PROBLEM TO WORK ON> Reproduce verbatim the portion of the material that begins with the line containing "2. For full credit, report the bounding box of each asphalt" and ends with the line containing "[246, 25, 695, 350]", including both of those lines.

Rows of bounding box annotation data>
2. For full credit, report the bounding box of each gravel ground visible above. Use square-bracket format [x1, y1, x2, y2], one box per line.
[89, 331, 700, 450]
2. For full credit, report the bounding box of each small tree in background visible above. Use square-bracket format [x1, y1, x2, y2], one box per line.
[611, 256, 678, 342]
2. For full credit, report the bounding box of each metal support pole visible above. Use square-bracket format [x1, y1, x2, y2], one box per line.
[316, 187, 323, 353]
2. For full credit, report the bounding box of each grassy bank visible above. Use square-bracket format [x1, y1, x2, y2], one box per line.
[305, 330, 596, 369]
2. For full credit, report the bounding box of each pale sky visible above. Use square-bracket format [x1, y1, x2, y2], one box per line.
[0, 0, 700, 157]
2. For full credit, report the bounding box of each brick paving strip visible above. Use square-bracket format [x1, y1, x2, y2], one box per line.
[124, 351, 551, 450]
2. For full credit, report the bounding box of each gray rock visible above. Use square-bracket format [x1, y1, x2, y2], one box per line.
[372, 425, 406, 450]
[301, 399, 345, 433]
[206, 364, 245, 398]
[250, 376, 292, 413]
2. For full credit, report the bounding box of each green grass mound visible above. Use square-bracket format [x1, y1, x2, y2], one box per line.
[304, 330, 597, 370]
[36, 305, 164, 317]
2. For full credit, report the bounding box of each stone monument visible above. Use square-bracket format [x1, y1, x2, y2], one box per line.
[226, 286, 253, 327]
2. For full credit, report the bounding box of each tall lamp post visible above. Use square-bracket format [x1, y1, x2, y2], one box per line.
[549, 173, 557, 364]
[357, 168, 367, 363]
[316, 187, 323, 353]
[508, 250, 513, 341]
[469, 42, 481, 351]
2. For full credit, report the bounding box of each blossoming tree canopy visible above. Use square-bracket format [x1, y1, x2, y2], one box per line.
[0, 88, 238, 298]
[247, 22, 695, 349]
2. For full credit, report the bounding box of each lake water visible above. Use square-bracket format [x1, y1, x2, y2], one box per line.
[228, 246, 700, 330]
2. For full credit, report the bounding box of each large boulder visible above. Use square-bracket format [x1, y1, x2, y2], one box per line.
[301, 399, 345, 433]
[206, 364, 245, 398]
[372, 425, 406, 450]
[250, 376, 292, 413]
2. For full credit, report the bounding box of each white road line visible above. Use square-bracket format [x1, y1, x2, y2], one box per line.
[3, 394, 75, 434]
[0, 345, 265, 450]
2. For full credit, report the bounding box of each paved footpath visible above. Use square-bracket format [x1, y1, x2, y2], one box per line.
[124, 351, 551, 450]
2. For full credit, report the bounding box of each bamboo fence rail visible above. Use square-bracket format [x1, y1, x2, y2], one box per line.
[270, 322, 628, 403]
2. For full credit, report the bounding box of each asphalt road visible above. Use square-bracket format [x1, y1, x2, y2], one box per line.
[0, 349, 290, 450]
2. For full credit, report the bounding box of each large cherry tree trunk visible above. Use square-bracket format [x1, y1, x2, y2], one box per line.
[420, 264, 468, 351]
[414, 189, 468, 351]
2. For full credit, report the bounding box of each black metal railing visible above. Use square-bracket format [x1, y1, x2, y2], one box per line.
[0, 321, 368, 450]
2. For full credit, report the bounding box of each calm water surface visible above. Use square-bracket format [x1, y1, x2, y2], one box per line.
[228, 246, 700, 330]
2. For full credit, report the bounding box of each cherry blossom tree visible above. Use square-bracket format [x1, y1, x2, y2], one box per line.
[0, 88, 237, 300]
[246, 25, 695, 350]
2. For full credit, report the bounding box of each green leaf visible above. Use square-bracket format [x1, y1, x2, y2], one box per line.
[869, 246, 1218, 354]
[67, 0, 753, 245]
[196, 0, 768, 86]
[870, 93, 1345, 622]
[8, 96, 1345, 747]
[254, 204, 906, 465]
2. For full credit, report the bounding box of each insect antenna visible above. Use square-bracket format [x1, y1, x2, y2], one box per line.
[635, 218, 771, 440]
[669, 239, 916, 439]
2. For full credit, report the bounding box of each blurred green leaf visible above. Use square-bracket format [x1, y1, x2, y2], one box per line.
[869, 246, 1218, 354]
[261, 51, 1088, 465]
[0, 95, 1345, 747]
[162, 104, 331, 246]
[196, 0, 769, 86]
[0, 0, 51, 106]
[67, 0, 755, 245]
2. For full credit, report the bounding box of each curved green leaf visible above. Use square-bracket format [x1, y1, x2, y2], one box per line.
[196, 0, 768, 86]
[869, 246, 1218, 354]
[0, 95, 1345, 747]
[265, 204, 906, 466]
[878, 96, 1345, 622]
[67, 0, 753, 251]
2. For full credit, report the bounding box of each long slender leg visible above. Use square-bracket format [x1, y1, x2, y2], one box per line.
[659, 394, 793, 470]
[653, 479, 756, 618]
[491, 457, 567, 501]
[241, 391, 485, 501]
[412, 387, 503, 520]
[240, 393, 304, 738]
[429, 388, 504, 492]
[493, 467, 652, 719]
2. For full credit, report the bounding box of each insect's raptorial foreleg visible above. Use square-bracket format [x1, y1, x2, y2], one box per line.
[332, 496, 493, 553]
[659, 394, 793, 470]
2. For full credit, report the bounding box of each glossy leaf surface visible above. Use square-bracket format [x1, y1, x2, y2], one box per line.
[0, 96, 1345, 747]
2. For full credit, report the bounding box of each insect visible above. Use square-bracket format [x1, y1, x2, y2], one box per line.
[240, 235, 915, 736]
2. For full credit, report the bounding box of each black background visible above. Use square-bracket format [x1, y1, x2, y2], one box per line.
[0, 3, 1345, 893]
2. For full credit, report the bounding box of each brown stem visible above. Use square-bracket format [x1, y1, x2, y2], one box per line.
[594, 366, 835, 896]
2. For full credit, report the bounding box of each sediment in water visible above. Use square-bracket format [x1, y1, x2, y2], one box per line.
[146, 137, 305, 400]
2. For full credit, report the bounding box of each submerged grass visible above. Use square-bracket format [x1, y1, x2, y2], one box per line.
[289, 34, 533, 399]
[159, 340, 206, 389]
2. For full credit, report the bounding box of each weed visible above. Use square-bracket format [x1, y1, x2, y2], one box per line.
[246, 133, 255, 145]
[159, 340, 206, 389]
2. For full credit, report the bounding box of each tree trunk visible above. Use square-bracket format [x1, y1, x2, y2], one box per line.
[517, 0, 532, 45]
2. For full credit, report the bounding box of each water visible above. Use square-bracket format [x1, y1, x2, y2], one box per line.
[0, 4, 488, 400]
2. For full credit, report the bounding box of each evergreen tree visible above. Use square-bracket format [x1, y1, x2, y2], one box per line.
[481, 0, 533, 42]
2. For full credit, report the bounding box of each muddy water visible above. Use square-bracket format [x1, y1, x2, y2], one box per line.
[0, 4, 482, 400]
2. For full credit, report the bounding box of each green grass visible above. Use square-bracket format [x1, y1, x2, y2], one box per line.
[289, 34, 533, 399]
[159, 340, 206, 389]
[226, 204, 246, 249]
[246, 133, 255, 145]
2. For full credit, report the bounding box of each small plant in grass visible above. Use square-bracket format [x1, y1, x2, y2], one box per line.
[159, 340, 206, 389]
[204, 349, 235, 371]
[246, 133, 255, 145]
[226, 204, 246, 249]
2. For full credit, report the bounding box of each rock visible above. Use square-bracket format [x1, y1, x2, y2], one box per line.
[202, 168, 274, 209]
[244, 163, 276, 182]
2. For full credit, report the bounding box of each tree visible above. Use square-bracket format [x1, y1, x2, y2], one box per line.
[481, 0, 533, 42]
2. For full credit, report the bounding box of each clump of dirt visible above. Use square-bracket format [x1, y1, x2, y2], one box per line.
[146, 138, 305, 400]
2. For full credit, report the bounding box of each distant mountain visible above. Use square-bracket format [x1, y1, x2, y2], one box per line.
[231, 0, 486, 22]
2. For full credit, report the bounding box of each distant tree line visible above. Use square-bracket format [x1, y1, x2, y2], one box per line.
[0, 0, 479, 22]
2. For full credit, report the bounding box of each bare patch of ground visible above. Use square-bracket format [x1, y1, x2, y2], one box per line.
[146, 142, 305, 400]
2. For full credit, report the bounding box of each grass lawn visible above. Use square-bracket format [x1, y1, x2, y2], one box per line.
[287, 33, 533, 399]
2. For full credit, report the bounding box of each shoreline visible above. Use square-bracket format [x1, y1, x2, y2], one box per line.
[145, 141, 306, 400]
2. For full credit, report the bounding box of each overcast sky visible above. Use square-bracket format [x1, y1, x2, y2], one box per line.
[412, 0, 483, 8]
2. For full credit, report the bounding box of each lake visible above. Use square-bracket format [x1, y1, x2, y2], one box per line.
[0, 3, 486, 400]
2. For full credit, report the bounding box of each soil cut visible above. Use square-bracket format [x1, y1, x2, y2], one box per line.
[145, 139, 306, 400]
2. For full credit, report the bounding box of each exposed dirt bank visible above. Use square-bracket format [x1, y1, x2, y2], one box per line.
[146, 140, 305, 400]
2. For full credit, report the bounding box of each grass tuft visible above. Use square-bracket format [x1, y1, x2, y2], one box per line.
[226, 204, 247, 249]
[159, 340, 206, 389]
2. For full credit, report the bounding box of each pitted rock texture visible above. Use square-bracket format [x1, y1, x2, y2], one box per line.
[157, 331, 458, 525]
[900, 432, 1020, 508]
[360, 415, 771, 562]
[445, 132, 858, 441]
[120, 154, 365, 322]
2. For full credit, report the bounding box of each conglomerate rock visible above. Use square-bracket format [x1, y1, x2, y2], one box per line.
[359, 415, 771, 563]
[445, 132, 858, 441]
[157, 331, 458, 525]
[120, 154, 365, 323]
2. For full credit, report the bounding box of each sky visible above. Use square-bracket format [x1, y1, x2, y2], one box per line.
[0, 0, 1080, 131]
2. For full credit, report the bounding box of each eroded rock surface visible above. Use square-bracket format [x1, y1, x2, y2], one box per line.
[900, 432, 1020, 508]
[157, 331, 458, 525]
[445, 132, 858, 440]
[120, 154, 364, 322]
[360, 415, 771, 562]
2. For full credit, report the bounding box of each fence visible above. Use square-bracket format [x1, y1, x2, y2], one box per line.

WORKED SOLUTION>
2. For full credit, report the bounding box of each asphalt road visible above. Use square-bracket format [x1, y1, x2, y2], one box per line.
[0, 349, 290, 450]
2. For full credit, report the bounding box of each large cherry tree trunk visible above. Use square-bracket format [x1, y1, x2, y2], one box per line.
[420, 264, 468, 351]
[414, 189, 468, 351]
2. For full credit, report the bounding box of each black metal railing visible above. Use square-bracket format [x1, y1, x2, y2], one box per line.
[0, 321, 368, 450]
2. For full credit, report the bounding box of each calm water surface visible above. Use square-bracket format [x1, y1, x2, y2], one box per line.
[228, 246, 700, 330]
2. For full credit, report the bounding box of each cherry blossom tree visible above. Use square-bracket format [x1, y1, x2, y2], one box per line.
[0, 88, 237, 300]
[246, 25, 695, 350]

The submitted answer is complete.